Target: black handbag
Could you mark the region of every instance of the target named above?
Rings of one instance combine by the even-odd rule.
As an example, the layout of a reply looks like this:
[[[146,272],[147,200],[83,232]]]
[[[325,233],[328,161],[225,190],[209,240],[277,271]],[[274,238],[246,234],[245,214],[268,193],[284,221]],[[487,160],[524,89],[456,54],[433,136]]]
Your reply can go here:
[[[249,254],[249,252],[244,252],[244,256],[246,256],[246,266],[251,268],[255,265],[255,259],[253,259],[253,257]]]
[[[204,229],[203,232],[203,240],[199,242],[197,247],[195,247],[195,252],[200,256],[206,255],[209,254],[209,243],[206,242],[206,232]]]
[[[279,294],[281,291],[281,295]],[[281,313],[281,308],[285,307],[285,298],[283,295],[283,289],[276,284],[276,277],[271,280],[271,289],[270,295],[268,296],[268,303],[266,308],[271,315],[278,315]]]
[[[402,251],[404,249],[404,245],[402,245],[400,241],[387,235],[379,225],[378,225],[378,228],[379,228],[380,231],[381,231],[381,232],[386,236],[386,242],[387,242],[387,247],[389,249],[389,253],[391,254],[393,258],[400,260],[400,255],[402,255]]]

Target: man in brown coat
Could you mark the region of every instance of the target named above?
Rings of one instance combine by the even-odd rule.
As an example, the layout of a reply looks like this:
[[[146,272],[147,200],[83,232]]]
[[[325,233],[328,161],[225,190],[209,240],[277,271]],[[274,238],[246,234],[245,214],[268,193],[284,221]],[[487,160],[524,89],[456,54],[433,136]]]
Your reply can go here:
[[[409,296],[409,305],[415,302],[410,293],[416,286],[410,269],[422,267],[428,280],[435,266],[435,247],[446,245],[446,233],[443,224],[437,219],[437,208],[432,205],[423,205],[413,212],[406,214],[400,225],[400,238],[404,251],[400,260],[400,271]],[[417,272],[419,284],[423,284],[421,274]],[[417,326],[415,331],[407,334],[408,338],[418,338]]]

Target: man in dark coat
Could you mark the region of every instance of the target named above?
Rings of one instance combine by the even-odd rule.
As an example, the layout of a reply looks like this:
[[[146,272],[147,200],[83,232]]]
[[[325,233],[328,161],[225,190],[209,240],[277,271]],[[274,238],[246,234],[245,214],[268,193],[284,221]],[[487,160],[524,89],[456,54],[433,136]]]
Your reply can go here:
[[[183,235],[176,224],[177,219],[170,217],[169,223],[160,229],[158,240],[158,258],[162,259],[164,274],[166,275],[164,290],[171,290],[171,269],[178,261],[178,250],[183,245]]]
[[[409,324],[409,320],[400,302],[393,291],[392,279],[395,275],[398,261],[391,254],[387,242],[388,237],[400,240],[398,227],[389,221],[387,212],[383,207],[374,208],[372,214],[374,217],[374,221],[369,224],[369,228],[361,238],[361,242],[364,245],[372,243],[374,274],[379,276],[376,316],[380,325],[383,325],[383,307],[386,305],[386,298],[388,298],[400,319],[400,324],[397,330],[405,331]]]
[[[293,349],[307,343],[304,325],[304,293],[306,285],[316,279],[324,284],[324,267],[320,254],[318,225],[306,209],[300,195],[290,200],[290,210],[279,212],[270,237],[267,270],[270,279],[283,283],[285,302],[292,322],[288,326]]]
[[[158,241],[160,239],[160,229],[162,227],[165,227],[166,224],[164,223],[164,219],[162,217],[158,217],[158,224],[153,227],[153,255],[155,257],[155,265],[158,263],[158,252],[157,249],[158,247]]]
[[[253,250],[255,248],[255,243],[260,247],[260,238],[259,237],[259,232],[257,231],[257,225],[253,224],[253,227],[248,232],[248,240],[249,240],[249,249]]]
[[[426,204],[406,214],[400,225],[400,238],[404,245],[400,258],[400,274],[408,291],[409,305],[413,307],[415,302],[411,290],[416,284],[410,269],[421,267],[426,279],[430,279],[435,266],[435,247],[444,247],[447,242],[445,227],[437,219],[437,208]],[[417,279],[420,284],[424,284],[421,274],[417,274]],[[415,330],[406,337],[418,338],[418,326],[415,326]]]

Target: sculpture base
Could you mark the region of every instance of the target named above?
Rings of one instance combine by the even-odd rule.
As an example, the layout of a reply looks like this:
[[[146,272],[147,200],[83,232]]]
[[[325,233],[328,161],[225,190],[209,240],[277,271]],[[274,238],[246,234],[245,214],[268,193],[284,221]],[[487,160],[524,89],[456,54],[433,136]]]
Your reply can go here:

■ STATED TASK ■
Please convert every line of the records above into a JSON list of strings, one string per line, leaving out the blank lines.

■ REPLY TO THE TASK ■
[
  "Target: black handbag",
  "Could you mark the region of every instance of the target named above?",
  "Rings of one instance combine by the even-odd rule.",
  "As an example, the layout of a reply looks like this:",
  "[[[146,272],[147,200],[83,232]]]",
  "[[[325,233],[328,161],[225,190],[209,240],[277,271]],[[274,238],[246,234],[245,214],[268,193],[284,221]],[[487,160],[524,89],[456,54],[433,136]]]",
  "Your reply can go here:",
  "[[[249,254],[249,252],[244,252],[244,256],[246,256],[246,266],[251,268],[255,265],[255,259],[253,259],[253,257]]]",
  "[[[204,229],[203,232],[203,240],[199,242],[197,247],[195,247],[195,252],[200,256],[206,255],[209,254],[209,243],[206,242],[206,232]]]",
  "[[[279,294],[281,291],[281,295]],[[281,313],[281,308],[285,307],[285,298],[283,295],[283,289],[276,284],[276,277],[271,280],[271,289],[270,295],[268,296],[268,303],[266,308],[271,315],[278,315]]]",
  "[[[402,251],[404,249],[404,245],[402,245],[400,241],[387,235],[379,225],[378,225],[378,228],[379,228],[380,231],[381,231],[381,232],[386,236],[386,242],[387,242],[387,247],[389,249],[389,253],[391,254],[393,258],[400,260],[400,255],[402,255]]]",
  "Target: man in brown coat",
  "Could you mark the region of every instance of the target named above?",
  "Rings of one instance combine by the even-odd rule.",
  "As an example, the layout of a reply looks like this:",
  "[[[146,272],[147,200],[83,232]]]",
  "[[[325,233],[328,161],[225,190],[209,240],[277,271]],[[274,238],[246,234],[245,214],[268,193],[284,221]],[[487,160],[524,89],[456,54],[433,136]]]",
  "Your reply can go here:",
  "[[[409,296],[409,305],[415,302],[410,293],[416,286],[410,269],[422,267],[428,280],[435,266],[435,247],[446,245],[446,233],[443,224],[437,219],[437,208],[432,205],[423,205],[413,212],[406,214],[400,225],[400,238],[404,251],[400,260],[400,271]],[[417,272],[419,284],[423,284],[421,274]],[[417,326],[415,331],[407,334],[408,338],[418,338]]]",
  "Target: man in dark coat",
  "Could you mark the region of every instance of the target named above?",
  "Rings of one instance combine by the even-odd rule.",
  "As an example, the layout of a reply looks like this:",
  "[[[146,272],[147,200],[83,232]]]",
  "[[[325,233],[328,161],[225,190],[209,240],[277,271]],[[274,238],[246,234],[245,214],[268,193],[284,221]],[[487,160],[524,89],[456,54],[433,136]]]",
  "Your reply can go here:",
  "[[[183,235],[176,224],[177,219],[170,217],[169,223],[160,229],[158,240],[158,258],[162,259],[164,274],[166,275],[164,290],[171,290],[171,269],[178,261],[178,250],[183,245]]]",
  "[[[409,324],[409,320],[400,302],[393,291],[392,279],[395,275],[398,261],[391,254],[387,242],[388,237],[400,240],[398,227],[389,221],[387,212],[383,207],[374,208],[372,214],[374,217],[374,221],[369,224],[369,228],[361,238],[361,242],[364,245],[372,243],[374,274],[379,276],[376,316],[380,325],[383,325],[383,307],[386,305],[386,298],[388,298],[400,319],[400,324],[397,330],[405,331]]]",
  "[[[293,349],[307,343],[304,325],[304,293],[306,285],[316,279],[324,284],[324,267],[320,254],[318,225],[306,209],[300,195],[290,200],[290,210],[279,212],[270,237],[267,270],[270,279],[283,283],[285,302],[292,322],[288,326]]]",
  "[[[158,241],[160,239],[160,229],[162,227],[165,227],[166,224],[164,223],[164,219],[162,217],[158,217],[158,224],[153,227],[153,255],[155,257],[155,265],[158,263],[158,252],[157,249],[158,247]]]",
  "[[[253,250],[255,248],[255,243],[260,247],[260,238],[259,237],[259,232],[257,231],[257,225],[253,224],[253,227],[248,232],[248,240],[249,240],[249,249]]]",
  "[[[426,204],[406,214],[400,225],[400,238],[404,245],[400,258],[400,274],[408,291],[409,305],[413,307],[415,302],[411,290],[416,284],[410,269],[421,267],[426,279],[430,279],[435,266],[435,247],[444,247],[447,242],[445,227],[437,219],[437,208]],[[417,279],[420,284],[424,284],[421,274],[417,274]],[[415,330],[406,337],[418,338],[418,326],[415,326]]]",
  "Target: sculpture base",
  "Could you mark the region of every instance of the target named above?",
  "Rings of one instance combine by the even-odd rule.",
  "As an example, the layout of a reply looks like this:",
  "[[[146,272],[147,200],[83,232]]]",
  "[[[325,233],[328,161],[225,190],[209,240],[277,271]],[[274,238],[246,234],[245,214],[268,193],[284,221]],[[487,160],[524,89],[456,54],[433,136]]]",
  "Your reply can go here:"
]